Items listed in a dataset:
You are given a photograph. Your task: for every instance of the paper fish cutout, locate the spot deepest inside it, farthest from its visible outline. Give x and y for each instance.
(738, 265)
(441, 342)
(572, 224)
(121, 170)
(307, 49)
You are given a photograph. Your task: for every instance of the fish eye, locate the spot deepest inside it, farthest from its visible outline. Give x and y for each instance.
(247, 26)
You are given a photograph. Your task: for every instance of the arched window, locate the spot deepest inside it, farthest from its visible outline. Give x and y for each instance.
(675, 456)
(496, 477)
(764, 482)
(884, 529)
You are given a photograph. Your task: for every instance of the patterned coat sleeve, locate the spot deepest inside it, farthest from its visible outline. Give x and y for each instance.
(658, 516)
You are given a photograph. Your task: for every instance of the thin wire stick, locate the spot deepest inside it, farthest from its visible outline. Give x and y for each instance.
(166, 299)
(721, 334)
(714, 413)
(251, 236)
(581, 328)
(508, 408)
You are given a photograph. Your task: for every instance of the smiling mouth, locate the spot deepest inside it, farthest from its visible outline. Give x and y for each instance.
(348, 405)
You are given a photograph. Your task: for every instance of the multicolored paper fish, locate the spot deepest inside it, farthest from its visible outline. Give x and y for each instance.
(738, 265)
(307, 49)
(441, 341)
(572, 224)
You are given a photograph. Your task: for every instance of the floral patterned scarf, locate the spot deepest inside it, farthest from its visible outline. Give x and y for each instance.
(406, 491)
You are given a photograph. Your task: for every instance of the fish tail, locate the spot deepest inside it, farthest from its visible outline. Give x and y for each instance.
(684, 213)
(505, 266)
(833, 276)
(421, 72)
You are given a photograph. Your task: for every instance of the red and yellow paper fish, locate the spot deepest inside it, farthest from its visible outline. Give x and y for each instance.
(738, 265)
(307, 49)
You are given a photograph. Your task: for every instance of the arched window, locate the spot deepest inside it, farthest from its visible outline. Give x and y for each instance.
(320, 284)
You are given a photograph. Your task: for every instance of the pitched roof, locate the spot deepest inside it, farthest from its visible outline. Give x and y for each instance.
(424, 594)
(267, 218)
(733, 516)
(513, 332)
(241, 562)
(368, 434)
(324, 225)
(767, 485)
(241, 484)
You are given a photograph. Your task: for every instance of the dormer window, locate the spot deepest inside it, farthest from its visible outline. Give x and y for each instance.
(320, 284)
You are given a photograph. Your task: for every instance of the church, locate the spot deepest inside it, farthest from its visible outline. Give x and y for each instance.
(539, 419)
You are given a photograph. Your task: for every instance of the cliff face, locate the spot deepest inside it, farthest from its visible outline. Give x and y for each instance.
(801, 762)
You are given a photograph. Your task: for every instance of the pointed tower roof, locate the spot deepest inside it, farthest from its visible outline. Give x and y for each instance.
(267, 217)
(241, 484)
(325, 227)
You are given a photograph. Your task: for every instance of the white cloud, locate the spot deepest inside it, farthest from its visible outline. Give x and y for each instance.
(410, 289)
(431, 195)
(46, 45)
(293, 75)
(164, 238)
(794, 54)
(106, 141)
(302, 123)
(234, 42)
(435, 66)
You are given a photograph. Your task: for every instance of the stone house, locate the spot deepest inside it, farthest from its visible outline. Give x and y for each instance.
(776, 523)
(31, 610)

- [WHAT THIS TASK INVOLVES] Turn the lines above into a JSON list of strings with one string per line, omitting any blank lines.

- [PROBLEM SOLUTION]
[
  "You are given a photograph. Your task: for every instance of the paper fish cutout, locate the spot deepest inside it, farthest from its visible outline. Give x and y for each instance.",
  "(738, 265)",
  "(441, 342)",
  "(572, 224)",
  "(121, 170)",
  "(307, 49)",
  "You are given a photograph. Your task: for every instance of the fish eye, locate the spot deepest inside it, farthest from its visible outline. Give x and y for each instance.",
  "(247, 26)",
  "You are given a photograph. Your task: for every instance of the arched window, locate the spot deepest inside it, farthest from its visible outline. Give x and y for each instance.",
  "(675, 456)",
  "(496, 477)",
  "(764, 482)",
  "(884, 529)",
  "You are given a photograph. Your task: for every instance of the patterned coat sleeve, locate the spot deepest inside it, farthest from its visible outline. Give x and y for each instance.",
  "(658, 516)",
  "You are given a photograph. Your task: for every instance of the thin wire stick, locate the spot deepest inside it, farthest from its visible outline. Give x and y for each instance.",
  "(166, 299)",
  "(721, 334)",
  "(714, 413)",
  "(251, 236)",
  "(581, 328)",
  "(508, 408)",
  "You are given a photograph. Your task: for every instance of the smiling mouth, locate the spot deepest inside it, farthest from its visible outline. Give x and y for each instance.",
  "(348, 405)",
  "You are given a photograph. Your task: for every instance of the multicolored paper fish, locate the spot deepest inside it, farthest from its visible outline. Give x and y for each instance.",
  "(738, 265)",
  "(307, 49)",
  "(441, 341)",
  "(572, 224)",
  "You are given a photograph. Your task: for every instance of the floral patterned scarf, locate the spot deepest inside it, farthest from its visible outline. Give x and y for each instance.",
  "(406, 491)",
  "You are given a photograph. Your task: for every instance of the fish tail, locate the spot deepest inside it, farthest from its visible outline. Give x and y for each instance.",
  "(684, 213)",
  "(505, 266)",
  "(833, 276)",
  "(421, 72)",
  "You are given a photograph. Your task: for every instance of the red and yellow paper fish, locate the spot deepest inside it, farthest from its visible outline. Give x and y for each instance.",
  "(738, 265)",
  "(307, 49)",
  "You are given a photograph. Your task: for every instance of the arched window, locate the spot deepest inside it, farthest from its visible outline. Give x and y for each instance.",
  "(320, 284)",
  "You are given a photograph. Your task: for every instance of the pitched roof, locate the spot deepest inside it, farthest from its visible outline. Give x and y for each instance.",
  "(424, 594)",
  "(267, 218)",
  "(733, 516)",
  "(513, 332)",
  "(241, 562)",
  "(368, 434)",
  "(324, 225)",
  "(767, 485)",
  "(241, 484)",
  "You are given a photograph. Your task: for every instance of the dormer window, locate the spot deepest inside it, farthest from its visible outline. Give x and y for each instance.",
  "(320, 284)",
  "You are given a photograph. Your task: for every instance of the church, locate the spot deepest inside it, farthest from its visible outline. Give x and y for each instance.",
  "(539, 419)",
  "You are given a photograph. Your task: for every instance of the cliff face, locate the spot deepest inside it, farthest from its visible outline. Give x and y for each instance.",
  "(801, 762)",
  "You are given a photograph. Your task: for every instance of the pointed tower roof, locate the spot deepest inside it, farthest from its visible outline. Give x and y for each instance.",
  "(267, 217)",
  "(241, 484)",
  "(325, 227)",
  "You are given a photograph. Your task: for every instance of the white cloud, locate the spot deepest inside it, farthest from its visible outline. Give x and y for each instance.",
  "(410, 289)",
  "(431, 195)",
  "(46, 45)",
  "(293, 75)",
  "(164, 238)",
  "(794, 54)",
  "(106, 141)",
  "(302, 123)",
  "(234, 42)",
  "(435, 66)",
  "You are given a photograph. Your task: for every instance of the stone house, locate the spot deepest inside it, farthest from its visible outline. Give x and y for each instance.",
  "(776, 523)",
  "(31, 610)"
]